+++ Data listing

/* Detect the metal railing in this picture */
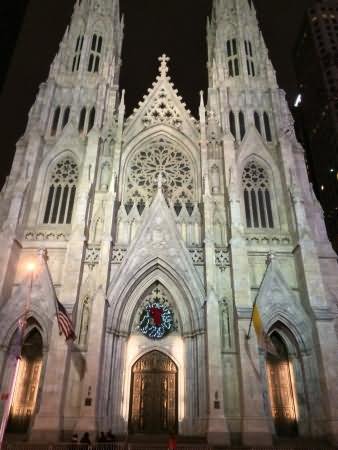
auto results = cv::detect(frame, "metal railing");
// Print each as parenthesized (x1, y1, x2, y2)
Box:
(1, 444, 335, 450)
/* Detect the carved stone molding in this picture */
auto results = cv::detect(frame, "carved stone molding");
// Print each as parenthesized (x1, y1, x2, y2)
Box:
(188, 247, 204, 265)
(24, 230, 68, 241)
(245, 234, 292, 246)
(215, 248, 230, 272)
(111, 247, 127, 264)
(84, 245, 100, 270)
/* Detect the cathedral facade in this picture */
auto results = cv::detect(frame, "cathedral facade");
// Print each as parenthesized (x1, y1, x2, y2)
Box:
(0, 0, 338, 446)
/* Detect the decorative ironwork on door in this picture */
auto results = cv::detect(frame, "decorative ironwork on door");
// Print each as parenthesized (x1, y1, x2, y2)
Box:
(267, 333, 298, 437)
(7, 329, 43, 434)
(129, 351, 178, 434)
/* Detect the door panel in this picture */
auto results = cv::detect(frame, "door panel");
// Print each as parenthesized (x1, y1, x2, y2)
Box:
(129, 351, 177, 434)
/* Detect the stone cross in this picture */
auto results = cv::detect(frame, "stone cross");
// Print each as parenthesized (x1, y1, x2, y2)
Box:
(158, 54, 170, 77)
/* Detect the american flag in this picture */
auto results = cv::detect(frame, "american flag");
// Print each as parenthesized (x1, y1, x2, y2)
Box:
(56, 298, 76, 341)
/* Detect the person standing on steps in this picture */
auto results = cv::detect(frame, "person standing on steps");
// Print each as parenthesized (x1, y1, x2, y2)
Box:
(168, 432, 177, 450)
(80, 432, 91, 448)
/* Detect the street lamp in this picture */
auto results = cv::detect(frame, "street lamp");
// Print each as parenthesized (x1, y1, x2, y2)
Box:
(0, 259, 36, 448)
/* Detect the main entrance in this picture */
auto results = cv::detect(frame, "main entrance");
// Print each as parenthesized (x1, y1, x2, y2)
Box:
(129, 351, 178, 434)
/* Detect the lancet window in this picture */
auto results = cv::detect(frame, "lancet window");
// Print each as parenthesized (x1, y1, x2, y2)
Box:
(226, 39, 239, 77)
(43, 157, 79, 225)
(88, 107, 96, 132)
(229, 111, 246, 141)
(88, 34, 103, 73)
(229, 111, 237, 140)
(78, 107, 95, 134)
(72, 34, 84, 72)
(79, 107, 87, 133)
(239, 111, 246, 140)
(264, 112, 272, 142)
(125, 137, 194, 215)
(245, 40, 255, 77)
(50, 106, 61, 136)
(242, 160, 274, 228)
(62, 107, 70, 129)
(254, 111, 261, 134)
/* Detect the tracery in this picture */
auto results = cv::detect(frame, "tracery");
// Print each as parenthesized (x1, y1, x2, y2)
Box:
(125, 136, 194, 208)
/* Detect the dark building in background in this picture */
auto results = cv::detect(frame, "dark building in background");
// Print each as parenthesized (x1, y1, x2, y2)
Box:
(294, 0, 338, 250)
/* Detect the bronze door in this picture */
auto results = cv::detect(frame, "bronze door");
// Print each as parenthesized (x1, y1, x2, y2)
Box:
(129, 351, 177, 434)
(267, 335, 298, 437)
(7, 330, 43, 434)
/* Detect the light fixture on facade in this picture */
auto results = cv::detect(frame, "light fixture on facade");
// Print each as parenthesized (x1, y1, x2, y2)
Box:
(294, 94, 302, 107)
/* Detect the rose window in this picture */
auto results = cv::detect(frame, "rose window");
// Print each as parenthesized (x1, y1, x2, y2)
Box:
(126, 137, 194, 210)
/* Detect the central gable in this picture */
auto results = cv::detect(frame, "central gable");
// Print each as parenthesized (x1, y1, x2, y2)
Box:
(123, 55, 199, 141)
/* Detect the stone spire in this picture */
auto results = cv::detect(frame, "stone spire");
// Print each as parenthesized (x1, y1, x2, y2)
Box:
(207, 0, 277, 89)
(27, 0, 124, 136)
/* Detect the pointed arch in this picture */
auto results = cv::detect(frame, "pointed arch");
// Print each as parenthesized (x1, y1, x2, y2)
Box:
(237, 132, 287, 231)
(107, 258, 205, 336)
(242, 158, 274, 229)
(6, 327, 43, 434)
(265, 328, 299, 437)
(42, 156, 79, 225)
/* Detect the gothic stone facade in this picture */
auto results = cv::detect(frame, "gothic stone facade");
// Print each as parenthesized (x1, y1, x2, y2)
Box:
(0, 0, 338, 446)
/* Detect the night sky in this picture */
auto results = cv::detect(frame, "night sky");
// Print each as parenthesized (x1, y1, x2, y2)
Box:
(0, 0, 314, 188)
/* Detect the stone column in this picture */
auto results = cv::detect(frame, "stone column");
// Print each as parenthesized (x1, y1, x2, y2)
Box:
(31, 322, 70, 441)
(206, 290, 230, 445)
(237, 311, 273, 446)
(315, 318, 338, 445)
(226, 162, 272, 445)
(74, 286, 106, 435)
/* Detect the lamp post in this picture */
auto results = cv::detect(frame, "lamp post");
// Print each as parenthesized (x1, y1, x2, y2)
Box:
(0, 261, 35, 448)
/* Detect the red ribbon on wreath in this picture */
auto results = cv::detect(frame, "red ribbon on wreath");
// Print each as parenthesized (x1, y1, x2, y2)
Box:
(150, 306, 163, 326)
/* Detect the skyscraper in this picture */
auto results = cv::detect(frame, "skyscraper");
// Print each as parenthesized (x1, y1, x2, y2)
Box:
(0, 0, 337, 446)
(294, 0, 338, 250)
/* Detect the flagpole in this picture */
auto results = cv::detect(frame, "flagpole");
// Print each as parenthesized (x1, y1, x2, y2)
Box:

++++++
+++ Data listing

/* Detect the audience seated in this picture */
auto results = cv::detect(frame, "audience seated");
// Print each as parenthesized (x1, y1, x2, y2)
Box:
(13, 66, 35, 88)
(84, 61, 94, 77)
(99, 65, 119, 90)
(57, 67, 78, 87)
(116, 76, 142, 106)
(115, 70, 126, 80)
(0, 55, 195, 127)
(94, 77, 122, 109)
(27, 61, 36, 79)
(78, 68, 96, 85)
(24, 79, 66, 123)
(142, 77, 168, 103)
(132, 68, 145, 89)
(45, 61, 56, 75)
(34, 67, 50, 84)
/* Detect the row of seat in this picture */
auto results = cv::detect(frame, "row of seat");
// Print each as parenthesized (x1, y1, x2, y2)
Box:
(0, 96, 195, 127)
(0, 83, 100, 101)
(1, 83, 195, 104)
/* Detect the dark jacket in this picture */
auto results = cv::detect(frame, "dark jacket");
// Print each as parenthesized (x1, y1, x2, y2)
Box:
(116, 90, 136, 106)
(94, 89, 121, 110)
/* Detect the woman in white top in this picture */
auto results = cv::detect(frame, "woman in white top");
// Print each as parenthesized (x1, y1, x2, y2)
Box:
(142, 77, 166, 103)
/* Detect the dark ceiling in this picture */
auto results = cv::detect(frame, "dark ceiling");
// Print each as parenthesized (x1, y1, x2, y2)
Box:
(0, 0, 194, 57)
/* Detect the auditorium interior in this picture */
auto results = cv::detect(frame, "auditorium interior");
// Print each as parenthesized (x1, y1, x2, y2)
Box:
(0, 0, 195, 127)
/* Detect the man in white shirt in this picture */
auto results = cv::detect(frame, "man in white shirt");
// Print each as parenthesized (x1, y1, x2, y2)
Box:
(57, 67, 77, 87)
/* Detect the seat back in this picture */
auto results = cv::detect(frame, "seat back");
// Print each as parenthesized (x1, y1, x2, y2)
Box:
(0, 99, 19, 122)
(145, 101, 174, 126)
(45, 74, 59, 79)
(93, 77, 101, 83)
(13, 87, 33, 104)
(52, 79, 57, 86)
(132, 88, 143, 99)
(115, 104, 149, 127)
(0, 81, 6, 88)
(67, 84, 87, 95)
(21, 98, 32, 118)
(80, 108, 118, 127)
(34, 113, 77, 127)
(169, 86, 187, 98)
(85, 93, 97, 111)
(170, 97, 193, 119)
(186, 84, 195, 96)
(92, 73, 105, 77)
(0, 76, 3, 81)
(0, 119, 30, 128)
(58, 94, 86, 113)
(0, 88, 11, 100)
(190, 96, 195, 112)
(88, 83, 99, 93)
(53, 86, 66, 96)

++++++

> [Your objective]
For this task, copy every line of the material in which "ribbon" appears.

> [Answer space]
/* Detect the red ribbon on wreath in this picture */
auto results = cv::detect(frame, "red ribbon on wreath");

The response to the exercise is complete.